(TASK DIRECTIONS) Switch every "woman's arm" in these lines to "woman's left arm", and write the lines out again with nothing else changed.

(MATERIAL)
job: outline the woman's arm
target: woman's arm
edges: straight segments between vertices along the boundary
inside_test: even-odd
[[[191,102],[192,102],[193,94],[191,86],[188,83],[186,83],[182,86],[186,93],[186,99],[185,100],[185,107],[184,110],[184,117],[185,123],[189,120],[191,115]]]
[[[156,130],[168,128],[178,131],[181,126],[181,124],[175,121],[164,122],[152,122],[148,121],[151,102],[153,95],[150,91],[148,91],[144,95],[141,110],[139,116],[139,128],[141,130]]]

(COMPLETE ANSWER)
job: outline the woman's left arm
target: woman's left arm
edges: straight segments between vertices along the boundary
inside_test: even-odd
[[[191,102],[192,102],[193,94],[191,86],[188,83],[186,83],[182,86],[186,93],[186,99],[185,100],[185,107],[184,110],[184,117],[185,123],[189,120],[191,115]]]
[[[156,130],[168,128],[178,131],[181,126],[181,124],[175,121],[164,122],[152,122],[148,121],[151,102],[153,95],[150,91],[148,91],[144,95],[141,110],[139,116],[139,128],[141,130]]]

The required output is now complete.